• WHAT IS REQUIRED:
Could you restate word for word every line from the one containing "Query: door handle" to the end of the records, and nothing else?

╔══

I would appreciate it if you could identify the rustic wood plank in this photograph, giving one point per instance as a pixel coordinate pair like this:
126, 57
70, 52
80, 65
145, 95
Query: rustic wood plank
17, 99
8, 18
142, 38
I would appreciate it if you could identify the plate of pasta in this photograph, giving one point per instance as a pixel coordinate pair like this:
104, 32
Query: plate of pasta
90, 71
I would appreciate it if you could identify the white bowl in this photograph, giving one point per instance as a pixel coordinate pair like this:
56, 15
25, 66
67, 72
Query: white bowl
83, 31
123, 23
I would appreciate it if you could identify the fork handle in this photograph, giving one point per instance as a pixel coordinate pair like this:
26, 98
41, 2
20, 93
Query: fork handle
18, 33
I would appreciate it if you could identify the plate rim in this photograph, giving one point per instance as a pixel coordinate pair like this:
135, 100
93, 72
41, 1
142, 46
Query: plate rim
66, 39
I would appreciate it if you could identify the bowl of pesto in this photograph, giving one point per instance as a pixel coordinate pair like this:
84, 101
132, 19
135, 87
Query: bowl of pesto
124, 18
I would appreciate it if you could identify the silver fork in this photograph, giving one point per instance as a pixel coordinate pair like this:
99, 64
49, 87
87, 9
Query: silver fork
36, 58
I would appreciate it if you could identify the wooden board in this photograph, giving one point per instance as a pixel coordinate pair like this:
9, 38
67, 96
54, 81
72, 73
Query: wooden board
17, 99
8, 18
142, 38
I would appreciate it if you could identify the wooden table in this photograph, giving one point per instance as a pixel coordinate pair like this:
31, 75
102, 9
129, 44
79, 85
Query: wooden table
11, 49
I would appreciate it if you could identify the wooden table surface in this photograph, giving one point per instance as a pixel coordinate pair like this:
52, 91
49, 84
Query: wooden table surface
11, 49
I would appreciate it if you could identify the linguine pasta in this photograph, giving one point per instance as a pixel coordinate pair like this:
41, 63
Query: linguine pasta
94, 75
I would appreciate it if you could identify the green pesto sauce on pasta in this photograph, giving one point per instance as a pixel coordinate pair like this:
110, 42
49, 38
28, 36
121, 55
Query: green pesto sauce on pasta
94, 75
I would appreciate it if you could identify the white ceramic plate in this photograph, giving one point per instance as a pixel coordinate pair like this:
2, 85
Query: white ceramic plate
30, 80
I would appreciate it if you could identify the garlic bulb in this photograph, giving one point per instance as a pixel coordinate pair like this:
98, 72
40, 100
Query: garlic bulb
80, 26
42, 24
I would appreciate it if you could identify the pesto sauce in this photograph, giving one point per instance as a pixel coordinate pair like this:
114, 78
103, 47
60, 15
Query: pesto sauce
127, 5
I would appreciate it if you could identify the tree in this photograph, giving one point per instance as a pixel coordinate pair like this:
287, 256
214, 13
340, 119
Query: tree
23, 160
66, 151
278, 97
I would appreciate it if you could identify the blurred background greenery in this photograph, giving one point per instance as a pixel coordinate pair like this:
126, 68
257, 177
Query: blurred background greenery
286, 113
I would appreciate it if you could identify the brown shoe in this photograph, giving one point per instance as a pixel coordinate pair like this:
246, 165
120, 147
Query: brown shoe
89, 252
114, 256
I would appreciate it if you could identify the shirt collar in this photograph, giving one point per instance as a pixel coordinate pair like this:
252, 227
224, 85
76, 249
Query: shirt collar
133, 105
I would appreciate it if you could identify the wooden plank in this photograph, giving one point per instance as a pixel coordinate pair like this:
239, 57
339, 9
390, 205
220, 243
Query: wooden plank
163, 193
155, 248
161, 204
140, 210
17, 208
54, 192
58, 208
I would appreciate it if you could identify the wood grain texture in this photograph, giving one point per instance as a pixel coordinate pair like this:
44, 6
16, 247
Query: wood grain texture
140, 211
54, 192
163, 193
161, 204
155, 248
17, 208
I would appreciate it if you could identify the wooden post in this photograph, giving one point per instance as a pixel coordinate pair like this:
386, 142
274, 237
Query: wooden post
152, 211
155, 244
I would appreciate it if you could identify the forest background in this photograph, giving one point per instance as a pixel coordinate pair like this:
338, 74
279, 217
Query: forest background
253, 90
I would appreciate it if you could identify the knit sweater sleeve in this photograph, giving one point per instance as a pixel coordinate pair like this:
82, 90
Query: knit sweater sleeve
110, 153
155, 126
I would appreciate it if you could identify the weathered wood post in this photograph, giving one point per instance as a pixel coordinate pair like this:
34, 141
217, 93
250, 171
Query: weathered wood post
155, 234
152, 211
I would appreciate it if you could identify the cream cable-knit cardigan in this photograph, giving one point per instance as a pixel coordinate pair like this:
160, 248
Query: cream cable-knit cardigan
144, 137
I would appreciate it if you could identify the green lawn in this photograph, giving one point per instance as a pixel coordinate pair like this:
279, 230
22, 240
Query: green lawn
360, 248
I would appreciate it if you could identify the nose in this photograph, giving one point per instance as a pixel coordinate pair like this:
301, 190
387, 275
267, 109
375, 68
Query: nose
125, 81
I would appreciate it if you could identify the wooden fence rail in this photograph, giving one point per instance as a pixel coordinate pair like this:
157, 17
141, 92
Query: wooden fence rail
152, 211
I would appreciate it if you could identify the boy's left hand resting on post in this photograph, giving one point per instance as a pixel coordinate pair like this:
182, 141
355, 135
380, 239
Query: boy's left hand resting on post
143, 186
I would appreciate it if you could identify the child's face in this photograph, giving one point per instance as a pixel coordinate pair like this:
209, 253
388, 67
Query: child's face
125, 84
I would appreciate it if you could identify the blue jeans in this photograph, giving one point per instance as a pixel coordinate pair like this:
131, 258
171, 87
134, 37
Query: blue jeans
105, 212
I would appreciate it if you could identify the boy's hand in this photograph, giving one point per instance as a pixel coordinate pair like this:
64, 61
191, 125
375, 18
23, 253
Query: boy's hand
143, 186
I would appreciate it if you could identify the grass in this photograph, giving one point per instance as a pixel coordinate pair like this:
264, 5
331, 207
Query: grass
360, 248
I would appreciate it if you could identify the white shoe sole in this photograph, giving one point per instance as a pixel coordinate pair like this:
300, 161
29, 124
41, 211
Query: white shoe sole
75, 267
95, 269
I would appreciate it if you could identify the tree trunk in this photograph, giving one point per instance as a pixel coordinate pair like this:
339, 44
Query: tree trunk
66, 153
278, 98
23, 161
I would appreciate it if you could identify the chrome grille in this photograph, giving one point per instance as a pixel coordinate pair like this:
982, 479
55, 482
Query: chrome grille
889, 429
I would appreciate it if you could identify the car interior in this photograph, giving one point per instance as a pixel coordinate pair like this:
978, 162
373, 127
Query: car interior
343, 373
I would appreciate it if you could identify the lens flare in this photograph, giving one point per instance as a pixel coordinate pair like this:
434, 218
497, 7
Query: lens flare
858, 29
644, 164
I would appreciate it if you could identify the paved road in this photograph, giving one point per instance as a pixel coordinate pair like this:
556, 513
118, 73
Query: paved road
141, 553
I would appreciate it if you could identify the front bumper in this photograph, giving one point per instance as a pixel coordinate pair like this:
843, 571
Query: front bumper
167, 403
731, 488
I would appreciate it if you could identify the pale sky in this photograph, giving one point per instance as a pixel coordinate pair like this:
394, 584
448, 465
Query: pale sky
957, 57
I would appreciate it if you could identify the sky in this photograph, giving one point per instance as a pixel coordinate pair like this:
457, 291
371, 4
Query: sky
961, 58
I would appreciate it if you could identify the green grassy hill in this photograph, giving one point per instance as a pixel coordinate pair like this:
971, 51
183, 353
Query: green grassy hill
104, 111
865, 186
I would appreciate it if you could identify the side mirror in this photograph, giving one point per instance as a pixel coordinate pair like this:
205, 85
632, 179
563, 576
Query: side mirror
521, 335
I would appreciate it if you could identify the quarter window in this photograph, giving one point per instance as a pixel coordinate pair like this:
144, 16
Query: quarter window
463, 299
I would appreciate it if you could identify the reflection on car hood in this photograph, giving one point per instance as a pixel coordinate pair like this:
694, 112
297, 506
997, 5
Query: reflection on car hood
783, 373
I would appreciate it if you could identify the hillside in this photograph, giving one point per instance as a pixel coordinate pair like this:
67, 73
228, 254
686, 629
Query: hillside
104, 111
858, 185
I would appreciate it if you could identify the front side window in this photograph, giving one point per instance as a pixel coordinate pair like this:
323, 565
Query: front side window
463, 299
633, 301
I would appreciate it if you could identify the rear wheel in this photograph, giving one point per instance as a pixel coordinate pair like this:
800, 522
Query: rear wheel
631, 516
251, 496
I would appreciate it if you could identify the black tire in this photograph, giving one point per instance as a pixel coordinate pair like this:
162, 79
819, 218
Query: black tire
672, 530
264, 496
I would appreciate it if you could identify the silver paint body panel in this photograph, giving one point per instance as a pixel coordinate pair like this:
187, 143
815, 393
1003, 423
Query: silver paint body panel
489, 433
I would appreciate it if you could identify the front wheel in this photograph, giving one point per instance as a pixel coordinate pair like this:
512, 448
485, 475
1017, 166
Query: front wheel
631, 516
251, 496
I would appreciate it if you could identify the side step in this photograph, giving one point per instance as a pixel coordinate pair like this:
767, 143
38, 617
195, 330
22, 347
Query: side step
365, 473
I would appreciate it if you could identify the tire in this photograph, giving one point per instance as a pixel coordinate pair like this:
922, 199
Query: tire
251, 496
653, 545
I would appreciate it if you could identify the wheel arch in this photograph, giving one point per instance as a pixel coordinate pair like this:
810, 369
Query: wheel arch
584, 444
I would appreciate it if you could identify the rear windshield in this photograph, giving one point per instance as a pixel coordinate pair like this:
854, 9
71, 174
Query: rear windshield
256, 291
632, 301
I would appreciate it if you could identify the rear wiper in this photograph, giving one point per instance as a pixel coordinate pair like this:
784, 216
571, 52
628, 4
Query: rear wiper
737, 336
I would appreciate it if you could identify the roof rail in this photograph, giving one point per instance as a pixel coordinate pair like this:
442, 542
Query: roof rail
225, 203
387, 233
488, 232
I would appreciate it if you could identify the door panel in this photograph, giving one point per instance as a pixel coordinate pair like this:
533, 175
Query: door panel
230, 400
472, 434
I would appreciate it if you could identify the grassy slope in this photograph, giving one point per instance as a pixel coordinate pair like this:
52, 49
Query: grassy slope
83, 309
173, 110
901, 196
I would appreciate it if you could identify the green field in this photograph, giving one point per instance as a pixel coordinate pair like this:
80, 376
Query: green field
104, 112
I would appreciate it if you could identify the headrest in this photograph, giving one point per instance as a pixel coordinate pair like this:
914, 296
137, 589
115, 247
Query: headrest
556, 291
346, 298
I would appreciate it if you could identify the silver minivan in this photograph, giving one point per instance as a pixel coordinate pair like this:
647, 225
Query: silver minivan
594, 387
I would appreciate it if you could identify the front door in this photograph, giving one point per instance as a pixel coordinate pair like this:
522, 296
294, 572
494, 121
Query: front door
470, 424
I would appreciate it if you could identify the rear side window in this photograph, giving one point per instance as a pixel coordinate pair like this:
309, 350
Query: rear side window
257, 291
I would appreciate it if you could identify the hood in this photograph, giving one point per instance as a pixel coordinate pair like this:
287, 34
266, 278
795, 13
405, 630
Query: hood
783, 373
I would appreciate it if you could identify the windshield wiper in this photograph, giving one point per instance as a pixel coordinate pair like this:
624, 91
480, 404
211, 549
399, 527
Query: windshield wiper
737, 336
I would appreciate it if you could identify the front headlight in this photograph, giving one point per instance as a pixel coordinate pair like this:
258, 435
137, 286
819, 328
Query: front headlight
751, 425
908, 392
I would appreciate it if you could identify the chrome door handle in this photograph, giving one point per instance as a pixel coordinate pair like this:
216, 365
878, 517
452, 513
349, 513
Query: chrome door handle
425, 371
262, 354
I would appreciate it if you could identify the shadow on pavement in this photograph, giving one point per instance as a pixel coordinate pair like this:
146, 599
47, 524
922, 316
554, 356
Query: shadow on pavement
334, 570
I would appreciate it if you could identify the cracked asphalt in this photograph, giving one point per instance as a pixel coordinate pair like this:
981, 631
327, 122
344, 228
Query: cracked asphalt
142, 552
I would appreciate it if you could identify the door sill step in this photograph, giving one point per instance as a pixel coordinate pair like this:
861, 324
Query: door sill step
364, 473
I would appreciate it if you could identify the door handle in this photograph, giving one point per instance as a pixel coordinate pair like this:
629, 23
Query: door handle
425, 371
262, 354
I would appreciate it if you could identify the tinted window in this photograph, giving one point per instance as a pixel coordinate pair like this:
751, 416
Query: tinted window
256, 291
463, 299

╚══

• RESULT OF THIS TASK:
Query: door handle
425, 371
262, 354
I would appreciate it if you could identify the tinted window in this photograph, giving one point per instance as a pixel coordinate pair like this:
751, 416
Query: tinted window
256, 291
463, 299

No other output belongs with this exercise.